__Page excerpt__
Senate debates

Tuesday, 12 May 2020


COVID-19: Child Care

8:28 pm

Photo of Catryna BilykCatryna Bilyk (Tasmania, Australian Labor Party) Share this | | Hansard source

I rise to speak on the government's changes to the childcare system due to the outbreak of COVID-19. As a former early childhood educator, it is an issue that I'm passionate about. It's vital, at this difficult time, that people have access to the early childhood education that they need and that early childhood educators are given the support that they need to provide this education. Access to early childhood education allows essential workers to continue to provide the services the public needs at this very trying time. I thank early childhood educators for their efforts to provide education and support for families throughout the COVID-19 crisis.

As the government seeks to reopen the economy, there will be a greater need for early childhood education. And while I hope the government's changes were done with the best of intentions, they have once again failed to work through the details to ensure that all families and educators aren't unintentionally disadvantaged by them. I've been contacted by numerous early childhood educators who have been disadvantaged or have concerns and have raised those concerns with Minister Tehan. They have been extremely distressed by some of the changes—both how the changes affect their business and how they will impact the amount of care they are able to provide. These are caring, highly professional people who are concerned about the businesses that have been built up over many years. Reports continue to emerge of families that are now locked out of the childcare system due to COVID-19. Many workers have found that their childcare needs have changed. This can be due to the fact that they feel they can no longer ask grandparents for care, or the days or hours they work may also have been changed. Families outside the system are effectively locked out. Services will receive no funding for them.

__Required work__
Continue the Senate speech on COVID-19 child care, picking up after its final sentence. Nothing in the listing is required to complete the work.

(Dataset records)
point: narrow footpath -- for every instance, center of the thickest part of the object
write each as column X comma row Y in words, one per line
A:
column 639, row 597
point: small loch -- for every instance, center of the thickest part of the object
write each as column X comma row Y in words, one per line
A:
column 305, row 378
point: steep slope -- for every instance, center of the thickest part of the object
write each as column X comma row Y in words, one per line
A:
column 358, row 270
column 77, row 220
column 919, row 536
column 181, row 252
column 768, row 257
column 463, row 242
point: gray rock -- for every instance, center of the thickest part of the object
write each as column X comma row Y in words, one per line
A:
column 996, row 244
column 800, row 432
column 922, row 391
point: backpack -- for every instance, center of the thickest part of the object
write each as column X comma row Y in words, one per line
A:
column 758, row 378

__Answer below__
It's vital our childcare system is flexible and can support this change in demand for their services, to ensure that parents can go to work. Despite the Prime Minister stating that every Australian with a job is an essential worker, the reality for many families is that their lack of access to child care is now a barrier to participating in work. The government is trying to shift the blame onto providers, completely failing to understand that providers across Australia are desperately crunching the numbers to try and provide as much care as possible. To keep their doors open with such a reduction in revenue, some early learning providers are left with no choice but to reduce staff, cut opening hours, deny care to new families or cancel existing enrolments.

The government's changes restrict providers to 50 per cent of their revenue as of the beginning of March, providing them with no incentive or capacity to accept new enrolments or allow parents to increase their hours. Services that had maintained enrolments over the previous few weeks, particularly family day care and in-home services, were stripped of significant income. These businesses should not have to work harder for less and wear the costs of the government's policy changes. While some providers are also eligible to apply for JobKeeper or a top-up fund, many are still unable to access JobKeeper, and there appear to be very limited circumstances in which providers can access the additional funds. It is absolutely vital that every early learning service will be able to access the JobKeeper payment.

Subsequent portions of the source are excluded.